Give back the line below containing "# drop a dot" and every later line, exactly.
(DATA EXCERPTS begins)
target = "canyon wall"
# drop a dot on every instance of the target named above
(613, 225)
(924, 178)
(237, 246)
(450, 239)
(DATA EXCERPTS ends)
▶ _PROBLEM SOLUTION_
# drop a dot on every instance of the target named above
(613, 225)
(924, 178)
(237, 246)
(450, 239)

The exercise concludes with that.